Reproduce word for word the lines starting at the one that contains "Where can you find the bench" and ending at the one that contains "Where can you find the green", with both of those lines included.
#### Dataset entries ####
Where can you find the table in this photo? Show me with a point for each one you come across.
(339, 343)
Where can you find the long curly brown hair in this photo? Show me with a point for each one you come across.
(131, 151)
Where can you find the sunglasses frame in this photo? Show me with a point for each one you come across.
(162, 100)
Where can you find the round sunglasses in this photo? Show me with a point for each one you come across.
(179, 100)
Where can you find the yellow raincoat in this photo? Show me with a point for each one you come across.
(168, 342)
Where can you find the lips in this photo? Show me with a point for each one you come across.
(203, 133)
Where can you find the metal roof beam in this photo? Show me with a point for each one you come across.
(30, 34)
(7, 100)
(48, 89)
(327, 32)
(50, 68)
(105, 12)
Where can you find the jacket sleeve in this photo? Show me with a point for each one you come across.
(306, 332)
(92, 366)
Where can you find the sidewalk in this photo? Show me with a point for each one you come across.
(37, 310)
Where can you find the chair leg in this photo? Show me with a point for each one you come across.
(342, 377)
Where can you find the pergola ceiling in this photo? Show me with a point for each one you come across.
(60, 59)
####
#### Dataset entries ####
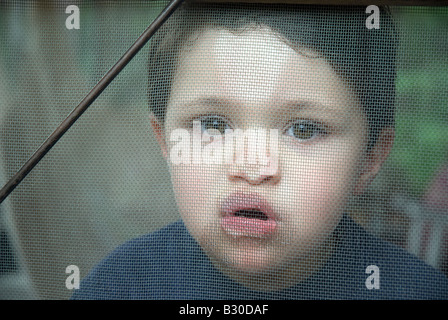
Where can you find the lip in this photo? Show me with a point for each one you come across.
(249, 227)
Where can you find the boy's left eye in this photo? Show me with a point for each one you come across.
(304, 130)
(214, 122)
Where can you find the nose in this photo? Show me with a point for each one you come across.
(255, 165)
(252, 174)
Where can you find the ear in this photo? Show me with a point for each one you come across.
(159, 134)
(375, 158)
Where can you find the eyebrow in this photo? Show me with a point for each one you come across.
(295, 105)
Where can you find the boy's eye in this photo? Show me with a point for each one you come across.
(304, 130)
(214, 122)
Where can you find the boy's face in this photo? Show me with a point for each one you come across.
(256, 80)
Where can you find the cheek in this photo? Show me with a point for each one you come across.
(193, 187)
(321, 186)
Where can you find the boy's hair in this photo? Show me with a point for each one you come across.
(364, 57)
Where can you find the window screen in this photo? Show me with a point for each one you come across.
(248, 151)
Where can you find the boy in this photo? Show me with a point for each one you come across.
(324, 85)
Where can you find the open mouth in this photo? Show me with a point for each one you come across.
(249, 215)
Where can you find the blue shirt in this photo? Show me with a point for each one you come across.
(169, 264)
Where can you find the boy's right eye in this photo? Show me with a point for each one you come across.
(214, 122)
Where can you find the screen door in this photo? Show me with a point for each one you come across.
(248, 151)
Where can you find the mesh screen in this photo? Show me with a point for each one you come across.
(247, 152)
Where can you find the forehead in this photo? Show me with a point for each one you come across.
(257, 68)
####
#### Dataset entries ####
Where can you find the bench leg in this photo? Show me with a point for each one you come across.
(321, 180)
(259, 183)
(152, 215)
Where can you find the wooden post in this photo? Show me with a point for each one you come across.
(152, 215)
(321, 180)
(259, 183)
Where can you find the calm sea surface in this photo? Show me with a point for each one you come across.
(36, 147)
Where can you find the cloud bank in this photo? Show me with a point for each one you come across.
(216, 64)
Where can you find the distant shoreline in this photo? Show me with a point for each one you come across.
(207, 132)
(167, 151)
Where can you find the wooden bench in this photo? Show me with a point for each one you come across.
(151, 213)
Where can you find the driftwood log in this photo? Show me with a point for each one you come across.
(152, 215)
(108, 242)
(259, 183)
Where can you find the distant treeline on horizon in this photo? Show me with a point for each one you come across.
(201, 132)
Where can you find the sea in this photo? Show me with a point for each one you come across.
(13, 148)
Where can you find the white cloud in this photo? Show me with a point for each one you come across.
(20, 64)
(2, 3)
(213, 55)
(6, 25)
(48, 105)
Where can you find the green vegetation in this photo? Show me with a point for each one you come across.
####
Task response →
Where can you find the bench leg in this photo? Show me with a point for each one you come across.
(321, 180)
(259, 183)
(152, 215)
Where can you find the wooden post in this photo? Show me with a point for each one you come across.
(152, 215)
(321, 180)
(259, 183)
Where can you find the calm sea surface in this photo? Show me with a point for each one you come across.
(36, 147)
Where can you find the cloud bank in this photo? Show me with a point for each one you come across.
(216, 64)
Where can you find the distant shoreline in this photo? Show me with a point for each one you come across.
(207, 132)
(167, 151)
Where can you find the wooden bench in this photo? Show me with a point for each one you come across.
(151, 213)
Where can you find the driftwood log in this photo? Show me with a point for each one you come across.
(152, 215)
(108, 242)
(259, 183)
Where can you find the distant treeline on horizon in this photo? Show me with a point for each one you come across.
(201, 132)
Where can you find the sea in this photo? Show me with a point for each one you come across.
(13, 148)
Where can you find the white cloud in this photo? Show me with a point for each one you come across.
(20, 64)
(2, 3)
(213, 55)
(6, 25)
(48, 105)
Where can you find the green vegetation in this photo? Show me with a point for each one you come across.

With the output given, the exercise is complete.